LISTING:

==*==

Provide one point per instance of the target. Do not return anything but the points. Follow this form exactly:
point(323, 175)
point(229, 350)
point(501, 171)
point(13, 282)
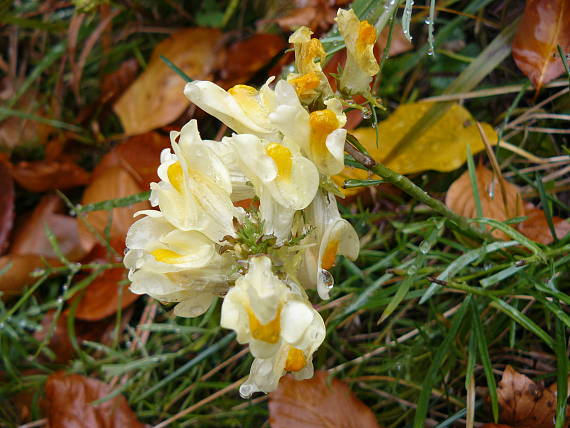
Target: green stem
point(406, 185)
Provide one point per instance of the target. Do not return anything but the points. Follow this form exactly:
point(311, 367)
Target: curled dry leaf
point(318, 15)
point(31, 238)
point(155, 98)
point(245, 57)
point(16, 131)
point(109, 291)
point(525, 404)
point(545, 25)
point(442, 147)
point(41, 176)
point(111, 183)
point(69, 404)
point(494, 203)
point(138, 155)
point(316, 403)
point(6, 204)
point(17, 272)
point(536, 227)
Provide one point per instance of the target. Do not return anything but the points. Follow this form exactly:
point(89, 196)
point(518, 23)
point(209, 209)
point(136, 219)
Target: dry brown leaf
point(102, 296)
point(155, 98)
point(6, 204)
point(544, 25)
point(536, 227)
point(461, 200)
point(69, 400)
point(316, 403)
point(525, 404)
point(110, 183)
point(30, 237)
point(245, 57)
point(18, 273)
point(115, 83)
point(399, 43)
point(41, 176)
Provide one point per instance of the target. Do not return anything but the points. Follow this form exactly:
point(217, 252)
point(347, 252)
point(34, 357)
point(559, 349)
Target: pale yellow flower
point(361, 65)
point(172, 265)
point(332, 236)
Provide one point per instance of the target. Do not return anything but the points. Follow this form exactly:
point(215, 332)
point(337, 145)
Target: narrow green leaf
point(501, 275)
point(473, 179)
point(523, 320)
point(517, 236)
point(176, 69)
point(114, 203)
point(431, 375)
point(463, 261)
point(485, 359)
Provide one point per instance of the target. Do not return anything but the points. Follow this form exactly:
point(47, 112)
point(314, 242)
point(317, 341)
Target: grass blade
point(442, 352)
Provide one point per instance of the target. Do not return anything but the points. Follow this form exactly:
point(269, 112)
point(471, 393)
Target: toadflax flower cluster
point(288, 141)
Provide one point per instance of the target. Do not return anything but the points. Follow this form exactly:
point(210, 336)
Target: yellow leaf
point(442, 147)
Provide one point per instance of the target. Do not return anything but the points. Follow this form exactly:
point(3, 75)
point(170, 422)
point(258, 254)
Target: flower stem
point(405, 184)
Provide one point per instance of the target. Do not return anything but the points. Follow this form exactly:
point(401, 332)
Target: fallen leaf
point(536, 227)
point(544, 25)
point(115, 83)
point(59, 341)
point(155, 98)
point(41, 176)
point(399, 43)
point(442, 147)
point(105, 295)
point(245, 57)
point(17, 272)
point(110, 183)
point(139, 156)
point(315, 403)
point(69, 400)
point(460, 198)
point(31, 238)
point(6, 204)
point(525, 404)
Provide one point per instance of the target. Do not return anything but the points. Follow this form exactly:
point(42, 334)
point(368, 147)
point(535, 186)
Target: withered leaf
point(543, 27)
point(31, 238)
point(314, 403)
point(17, 272)
point(494, 203)
point(6, 204)
point(69, 400)
point(536, 227)
point(525, 404)
point(40, 176)
point(156, 98)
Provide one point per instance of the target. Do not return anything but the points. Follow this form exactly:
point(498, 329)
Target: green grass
point(430, 301)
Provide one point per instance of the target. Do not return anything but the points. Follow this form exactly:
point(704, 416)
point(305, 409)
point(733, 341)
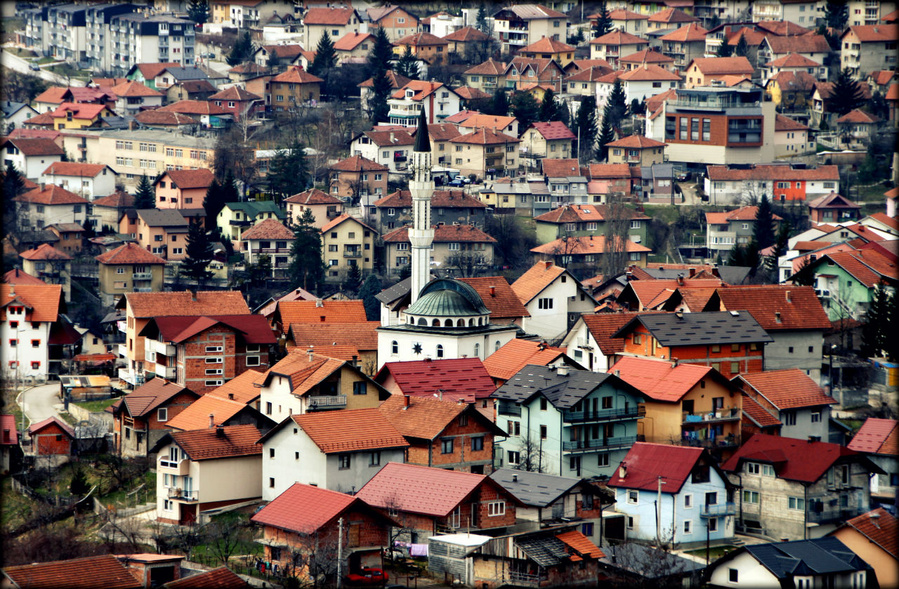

==*==

Format the listing above as a JSON list of strings, one string per line, with blank lines and the pictures left out.

[
  "Provide one point per instance of the target. Do not return anything but the points. Follow this form exactly:",
  "point(323, 175)",
  "point(229, 350)",
  "point(501, 171)",
  "point(13, 282)",
  "Target: green stem",
  "point(406, 185)",
  "Provide one point per instance of the target. Do not return anything but the points. Follow this form exactly:",
  "point(311, 367)",
  "Target: curled dry leaf",
  "point(318, 15)",
  "point(31, 238)",
  "point(155, 98)",
  "point(245, 57)",
  "point(16, 131)",
  "point(109, 291)",
  "point(525, 404)",
  "point(545, 25)",
  "point(442, 147)",
  "point(41, 176)",
  "point(111, 183)",
  "point(69, 404)",
  "point(494, 203)",
  "point(138, 155)",
  "point(316, 403)",
  "point(6, 204)",
  "point(17, 272)",
  "point(536, 227)",
  "Provide one point per instance of the target. Do not return anything but the points. Follow this form exactly:",
  "point(89, 196)",
  "point(518, 23)",
  "point(209, 209)",
  "point(136, 219)",
  "Target: dry brown leaf",
  "point(102, 296)",
  "point(155, 98)",
  "point(6, 204)",
  "point(544, 25)",
  "point(536, 227)",
  "point(461, 200)",
  "point(69, 400)",
  "point(316, 403)",
  "point(525, 404)",
  "point(110, 183)",
  "point(30, 237)",
  "point(245, 57)",
  "point(18, 273)",
  "point(115, 83)",
  "point(399, 43)",
  "point(41, 176)",
  "Provide one point per instance of the target. Do not return anything but the points. Follow this form exactly:",
  "point(217, 252)",
  "point(347, 252)",
  "point(34, 357)",
  "point(559, 349)",
  "Target: pale yellow flower",
  "point(361, 65)",
  "point(172, 265)",
  "point(332, 236)",
  "Provide one point per instance of the target. Do not return anything but the points. Follow this form exactly:",
  "point(215, 332)",
  "point(337, 145)",
  "Target: narrow green leaf",
  "point(501, 275)",
  "point(473, 179)",
  "point(523, 320)",
  "point(517, 236)",
  "point(176, 69)",
  "point(114, 203)",
  "point(431, 375)",
  "point(463, 261)",
  "point(485, 359)",
  "Provide one point per instance of the target. Do not return anything but the points. Follow this form exactly:",
  "point(47, 112)",
  "point(314, 242)",
  "point(317, 341)",
  "Target: grass blade",
  "point(442, 352)",
  "Provide one point per instance of the target. Do not return anything but the points. Follow this form exactly:",
  "point(269, 112)",
  "point(471, 393)",
  "Target: toadflax flower cluster",
  "point(288, 141)",
  "Provide one point per instance of the target. Do not return anything but the points. Follow this form exactly:",
  "point(210, 336)",
  "Target: yellow leaf",
  "point(442, 147)",
  "Provide one point per instance of the target. Do not return anything but the points. Follow this form exactly:",
  "point(3, 75)",
  "point(170, 422)",
  "point(258, 254)",
  "Target: flower stem",
  "point(405, 184)",
  "Provide one point per instance of the target. Do not return anything but the points. Follow this form exactly:",
  "point(401, 332)",
  "Target: fallen leaf",
  "point(536, 227)",
  "point(544, 25)",
  "point(115, 83)",
  "point(59, 341)",
  "point(155, 98)",
  "point(41, 176)",
  "point(399, 43)",
  "point(442, 147)",
  "point(105, 295)",
  "point(245, 57)",
  "point(17, 272)",
  "point(110, 183)",
  "point(139, 156)",
  "point(315, 403)",
  "point(69, 400)",
  "point(460, 198)",
  "point(31, 238)",
  "point(6, 204)",
  "point(525, 404)",
  "Provide one point per instance of the target. Do not return anything but the points. Follow this form exactly:",
  "point(42, 334)",
  "point(368, 147)",
  "point(535, 186)",
  "Target: withered leaf",
  "point(543, 27)",
  "point(31, 238)",
  "point(314, 403)",
  "point(17, 272)",
  "point(494, 203)",
  "point(6, 204)",
  "point(69, 400)",
  "point(536, 227)",
  "point(525, 404)",
  "point(40, 176)",
  "point(156, 98)",
  "Provide one point per instance of the target. Do not return anything but the points. Follow this form exactly:",
  "point(498, 329)",
  "Target: green grass",
  "point(430, 301)",
  "Provide one point per instance of the target. Do not return anything but the points. Follow this form exactly:",
  "point(704, 416)",
  "point(305, 409)",
  "point(733, 341)"
]